> [TASK STATEMENT] Beginning at the line that contains "one per line", transcribe every line up to the last one in the material below. Include no other lines.
══ THE INPUT ══
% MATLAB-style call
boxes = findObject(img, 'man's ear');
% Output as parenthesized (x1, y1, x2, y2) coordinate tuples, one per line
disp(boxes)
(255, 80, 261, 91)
═══
> [EXERCISE ANSWER]
% Output as parenthesized (x1, y1, x2, y2) coordinate tuples, one per line
disp(boxes)
(255, 80, 261, 91)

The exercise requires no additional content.